SELECTED TEXT ->
START

It past elections, it was common for angry street demonstrations to swell above 100,000 people ahead of votes in Taiwan, which was under authoritarian until the late 1980s.
But the 2012 campaign is calmer than those in the past, despite the tight race. After four presidential races and local elections somewhere on the island almost every year, the Taiwanese have gotten used to the democratic process.
“It's certainly more sedate than in previous years,” says Michael Turton, an American-born politics blogger based in central Taiwan. “We're in our third decade of real elections. They are normal, not novelties.”
Before the presidential race in 2004, a bullet grazed incumbent Chen Shui-bian, who went on to win. In 2010, a gunman shot and wounded the son of former-vice president Lien Chan at a city council campaign event near Taipei. Another man was killed.
But now the banners, the protest, and the news conference have become common features of Taiwan’s vibrant democracy. They can be seen all year, any year. And this week they were a mere blip on Taipei’s broader landscape of traffic snarls, lunch-hour lines at dumpling shacks, and folks running errands before the Lunar New Year holiday begins on Jan. 23.
Incumbent President Ma Ying-jeou and his main rival, Tsai Ing-wen, are the top two candidates. Ms. Tsai is backed by a party that is colder toward Taiwan’s longtime political rival China than Mr. Ma’s. Both are trying to outdo each other this year in their attention to Taiwan’s lower class. The economy has hit speed bumps since 2008 and faces an uncertain 2012.

END

GOALS ->
a: Reproduce the passage on Taiwan's 2012 election word for word, from its first line to its last.
b: Pull out every line of the records that contains the string "roof".
The passage on Taiwan's 2012 election and the records come from unrelated sources.

Entries from a dataset:
START

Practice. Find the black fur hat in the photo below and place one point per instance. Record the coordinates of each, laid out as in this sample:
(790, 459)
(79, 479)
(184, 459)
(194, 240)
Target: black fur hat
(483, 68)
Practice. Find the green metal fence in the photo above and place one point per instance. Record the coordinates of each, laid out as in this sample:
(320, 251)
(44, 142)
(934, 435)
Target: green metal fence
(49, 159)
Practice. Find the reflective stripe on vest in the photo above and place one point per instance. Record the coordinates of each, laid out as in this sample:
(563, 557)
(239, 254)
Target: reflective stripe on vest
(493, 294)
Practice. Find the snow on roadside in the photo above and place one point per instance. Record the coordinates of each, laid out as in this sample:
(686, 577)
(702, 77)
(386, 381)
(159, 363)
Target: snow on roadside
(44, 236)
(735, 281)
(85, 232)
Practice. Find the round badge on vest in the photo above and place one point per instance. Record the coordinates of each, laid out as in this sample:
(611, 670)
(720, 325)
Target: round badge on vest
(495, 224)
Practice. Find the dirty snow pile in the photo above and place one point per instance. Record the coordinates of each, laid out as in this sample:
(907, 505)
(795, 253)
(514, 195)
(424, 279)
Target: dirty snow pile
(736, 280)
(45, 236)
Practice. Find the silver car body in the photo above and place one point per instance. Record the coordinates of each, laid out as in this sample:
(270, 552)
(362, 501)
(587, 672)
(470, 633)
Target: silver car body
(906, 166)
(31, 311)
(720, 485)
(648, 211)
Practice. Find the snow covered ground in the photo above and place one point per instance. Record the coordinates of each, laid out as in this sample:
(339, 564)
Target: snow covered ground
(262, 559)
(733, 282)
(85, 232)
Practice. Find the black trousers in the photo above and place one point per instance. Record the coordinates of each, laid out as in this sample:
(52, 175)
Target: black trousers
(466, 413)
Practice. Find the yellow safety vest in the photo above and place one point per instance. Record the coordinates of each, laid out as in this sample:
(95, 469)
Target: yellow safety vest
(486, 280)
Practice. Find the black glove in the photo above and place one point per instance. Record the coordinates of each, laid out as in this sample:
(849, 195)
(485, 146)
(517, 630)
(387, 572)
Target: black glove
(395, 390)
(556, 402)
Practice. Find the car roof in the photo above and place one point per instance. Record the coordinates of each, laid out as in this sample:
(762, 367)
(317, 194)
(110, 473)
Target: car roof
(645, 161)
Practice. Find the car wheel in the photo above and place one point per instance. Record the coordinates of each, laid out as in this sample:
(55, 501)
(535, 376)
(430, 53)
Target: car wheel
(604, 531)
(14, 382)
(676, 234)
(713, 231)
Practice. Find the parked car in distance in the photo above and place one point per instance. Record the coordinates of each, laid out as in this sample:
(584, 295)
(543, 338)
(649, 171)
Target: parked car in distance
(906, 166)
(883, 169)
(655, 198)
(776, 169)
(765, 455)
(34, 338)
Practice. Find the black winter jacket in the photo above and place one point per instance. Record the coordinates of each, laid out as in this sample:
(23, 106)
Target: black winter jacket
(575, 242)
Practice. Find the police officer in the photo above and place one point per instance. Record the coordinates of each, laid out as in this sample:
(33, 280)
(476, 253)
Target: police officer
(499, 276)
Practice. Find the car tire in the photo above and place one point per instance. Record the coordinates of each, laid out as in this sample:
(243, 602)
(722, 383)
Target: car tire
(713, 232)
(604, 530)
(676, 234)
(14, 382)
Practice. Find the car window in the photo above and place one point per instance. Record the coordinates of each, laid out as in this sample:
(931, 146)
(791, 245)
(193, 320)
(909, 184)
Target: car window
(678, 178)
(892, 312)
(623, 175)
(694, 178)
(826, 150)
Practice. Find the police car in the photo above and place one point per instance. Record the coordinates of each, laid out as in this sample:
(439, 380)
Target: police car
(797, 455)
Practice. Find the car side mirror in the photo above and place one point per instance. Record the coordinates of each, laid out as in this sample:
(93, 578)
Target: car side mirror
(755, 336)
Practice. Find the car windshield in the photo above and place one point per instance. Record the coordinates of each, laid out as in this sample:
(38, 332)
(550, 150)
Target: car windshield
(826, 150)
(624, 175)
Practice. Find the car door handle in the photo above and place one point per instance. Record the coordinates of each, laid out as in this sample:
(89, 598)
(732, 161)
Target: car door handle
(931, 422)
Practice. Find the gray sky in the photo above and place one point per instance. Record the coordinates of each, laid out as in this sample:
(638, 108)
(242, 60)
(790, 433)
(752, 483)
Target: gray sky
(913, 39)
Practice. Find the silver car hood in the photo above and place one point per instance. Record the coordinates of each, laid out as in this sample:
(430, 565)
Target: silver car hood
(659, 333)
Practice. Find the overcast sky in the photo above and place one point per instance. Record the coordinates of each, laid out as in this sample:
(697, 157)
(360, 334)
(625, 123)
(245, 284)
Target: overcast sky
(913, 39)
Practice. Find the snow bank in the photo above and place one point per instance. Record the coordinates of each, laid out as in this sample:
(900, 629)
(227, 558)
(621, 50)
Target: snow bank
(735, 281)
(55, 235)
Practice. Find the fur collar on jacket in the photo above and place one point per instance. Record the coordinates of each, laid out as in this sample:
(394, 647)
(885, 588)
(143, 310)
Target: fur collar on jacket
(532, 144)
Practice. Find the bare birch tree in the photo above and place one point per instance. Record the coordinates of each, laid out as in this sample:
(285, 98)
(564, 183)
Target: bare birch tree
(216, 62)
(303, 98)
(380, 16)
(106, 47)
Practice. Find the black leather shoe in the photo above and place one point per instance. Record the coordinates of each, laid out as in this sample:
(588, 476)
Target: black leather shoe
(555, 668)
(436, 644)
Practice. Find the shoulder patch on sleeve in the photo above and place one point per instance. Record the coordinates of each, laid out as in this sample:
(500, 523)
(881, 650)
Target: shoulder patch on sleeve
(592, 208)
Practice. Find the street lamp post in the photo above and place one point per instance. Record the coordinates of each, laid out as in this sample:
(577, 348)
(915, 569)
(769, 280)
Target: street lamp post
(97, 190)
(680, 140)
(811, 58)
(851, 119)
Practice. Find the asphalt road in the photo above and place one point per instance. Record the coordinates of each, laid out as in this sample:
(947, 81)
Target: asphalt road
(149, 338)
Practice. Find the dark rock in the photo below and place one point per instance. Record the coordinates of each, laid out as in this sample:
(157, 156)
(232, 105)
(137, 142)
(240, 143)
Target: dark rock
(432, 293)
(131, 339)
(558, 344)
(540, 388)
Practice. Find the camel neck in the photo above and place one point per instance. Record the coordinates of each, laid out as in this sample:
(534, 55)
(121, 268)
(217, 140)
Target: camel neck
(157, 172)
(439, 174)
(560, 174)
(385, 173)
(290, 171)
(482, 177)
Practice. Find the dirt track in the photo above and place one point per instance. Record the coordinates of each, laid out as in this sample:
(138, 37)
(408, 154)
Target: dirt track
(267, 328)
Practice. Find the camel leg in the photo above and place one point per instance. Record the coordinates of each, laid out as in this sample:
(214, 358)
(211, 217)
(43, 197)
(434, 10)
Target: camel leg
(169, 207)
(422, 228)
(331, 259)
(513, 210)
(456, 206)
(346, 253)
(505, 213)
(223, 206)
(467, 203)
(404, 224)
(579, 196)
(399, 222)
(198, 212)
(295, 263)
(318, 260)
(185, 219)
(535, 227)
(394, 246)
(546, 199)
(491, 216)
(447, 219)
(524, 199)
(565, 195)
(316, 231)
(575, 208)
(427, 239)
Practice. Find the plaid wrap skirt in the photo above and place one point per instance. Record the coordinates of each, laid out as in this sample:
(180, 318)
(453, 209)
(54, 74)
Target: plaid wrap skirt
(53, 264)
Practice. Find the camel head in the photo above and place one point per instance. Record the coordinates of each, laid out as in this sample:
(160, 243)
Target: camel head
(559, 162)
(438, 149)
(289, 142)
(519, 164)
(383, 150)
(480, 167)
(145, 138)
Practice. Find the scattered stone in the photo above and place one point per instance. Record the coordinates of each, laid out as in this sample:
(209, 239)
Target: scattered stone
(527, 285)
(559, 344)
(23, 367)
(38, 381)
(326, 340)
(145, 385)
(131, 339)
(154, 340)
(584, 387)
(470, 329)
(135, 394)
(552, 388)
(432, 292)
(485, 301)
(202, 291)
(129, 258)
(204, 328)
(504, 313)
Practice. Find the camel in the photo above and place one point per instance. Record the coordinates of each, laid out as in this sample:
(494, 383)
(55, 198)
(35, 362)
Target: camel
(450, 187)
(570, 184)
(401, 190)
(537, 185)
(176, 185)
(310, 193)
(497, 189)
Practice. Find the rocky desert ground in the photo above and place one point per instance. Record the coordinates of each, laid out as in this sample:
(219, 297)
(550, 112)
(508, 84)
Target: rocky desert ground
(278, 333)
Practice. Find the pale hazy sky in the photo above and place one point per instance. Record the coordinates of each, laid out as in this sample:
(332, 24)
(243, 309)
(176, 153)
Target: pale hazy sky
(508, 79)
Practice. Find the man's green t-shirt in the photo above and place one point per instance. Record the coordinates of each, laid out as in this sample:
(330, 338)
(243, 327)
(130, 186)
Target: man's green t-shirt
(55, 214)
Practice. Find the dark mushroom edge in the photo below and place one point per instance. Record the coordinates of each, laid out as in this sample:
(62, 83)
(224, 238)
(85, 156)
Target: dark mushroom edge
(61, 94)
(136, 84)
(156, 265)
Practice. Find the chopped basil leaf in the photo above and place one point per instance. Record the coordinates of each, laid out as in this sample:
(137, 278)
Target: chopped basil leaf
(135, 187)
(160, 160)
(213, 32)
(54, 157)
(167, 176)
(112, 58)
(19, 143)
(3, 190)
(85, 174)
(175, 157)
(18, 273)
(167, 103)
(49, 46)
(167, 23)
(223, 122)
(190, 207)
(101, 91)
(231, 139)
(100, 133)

END

ANSWERS IN ORDER ->
a:
It past elections, it was common for angry street demonstrations to swell above 100,000 people ahead of votes in Taiwan, which was under authoritarian until the late 1980s.
But the 2012 campaign is calmer than those in the past, despite the tight race. After four presidential races and local elections somewhere on the island almost every year, the Taiwanese have gotten used to the democratic process.
“It's certainly more sedate than in previous years,” says Michael Turton, an American-born politics blogger based in central Taiwan. “We're in our third decade of real elections. They are normal, not novelties.”
Before the presidential race in 2004, a bullet grazed incumbent Chen Shui-bian, who went on to win. In 2010, a gunman shot and wounded the son of former-vice president Lien Chan at a city council campaign event near Taipei. Another man was killed.
But now the banners, the protest, and the news conference have become common features of Taiwan’s vibrant democracy. They can be seen all year, any year. And this week they were a mere blip on Taipei’s broader landscape of traffic snarls, lunch-hour lines at dumpling shacks, and folks running errands before the Lunar New Year holiday begins on Jan. 23.
Incumbent President Ma Ying-jeou and his main rival, Tsai Ing-wen, are the top two candidates. Ms. Tsai is backed by a party that is colder toward Taiwan’s longtime political rival China than Mr. Ma’s. Both are trying to outdo each other this year in their attention to Taiwan’s lower class. The economy has hit speed bumps since 2008 and faces an uncertain 2012.

b:
Practice. Find the car roof in the photo above and place one point per instance. Record the coordinates of each, laid out as in this sample:
Target: car roof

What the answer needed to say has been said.